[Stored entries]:
__________

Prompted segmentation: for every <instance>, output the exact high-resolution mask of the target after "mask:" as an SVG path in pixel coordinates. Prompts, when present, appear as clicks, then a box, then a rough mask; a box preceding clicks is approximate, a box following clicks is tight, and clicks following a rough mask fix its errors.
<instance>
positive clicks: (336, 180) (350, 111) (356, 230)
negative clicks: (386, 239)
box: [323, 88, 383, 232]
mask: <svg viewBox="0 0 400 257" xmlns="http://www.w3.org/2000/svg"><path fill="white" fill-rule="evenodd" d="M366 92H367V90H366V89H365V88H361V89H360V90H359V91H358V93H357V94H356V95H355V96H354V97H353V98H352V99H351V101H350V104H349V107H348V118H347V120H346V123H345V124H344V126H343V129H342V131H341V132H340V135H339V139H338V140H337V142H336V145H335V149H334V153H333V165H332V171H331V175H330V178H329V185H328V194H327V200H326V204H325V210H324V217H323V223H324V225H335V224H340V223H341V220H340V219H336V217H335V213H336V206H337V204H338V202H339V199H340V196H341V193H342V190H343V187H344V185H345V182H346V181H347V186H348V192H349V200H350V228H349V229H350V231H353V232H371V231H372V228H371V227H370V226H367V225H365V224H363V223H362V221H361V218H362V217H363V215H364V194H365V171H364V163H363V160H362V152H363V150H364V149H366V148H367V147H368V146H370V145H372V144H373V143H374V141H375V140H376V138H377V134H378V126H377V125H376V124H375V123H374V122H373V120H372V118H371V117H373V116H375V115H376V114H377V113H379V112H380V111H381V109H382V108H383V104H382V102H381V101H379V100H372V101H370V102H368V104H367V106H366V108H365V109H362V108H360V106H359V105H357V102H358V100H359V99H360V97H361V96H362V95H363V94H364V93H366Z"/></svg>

__________

[JOB]: Gather every line of the entries above that contains the string "instance", treating uppercase and lowercase as distinct.

[RESPONSE AREA]:
Prompted segmentation: for every <instance>, output the exact high-resolution mask of the target after "mask:" as an SVG path in pixel coordinates. Prompts, when present, appear as clicks, then a box, then a rough mask; a box preceding clicks is approximate, a box following clicks is tight, and clicks following a rough mask fix its errors.
<instance>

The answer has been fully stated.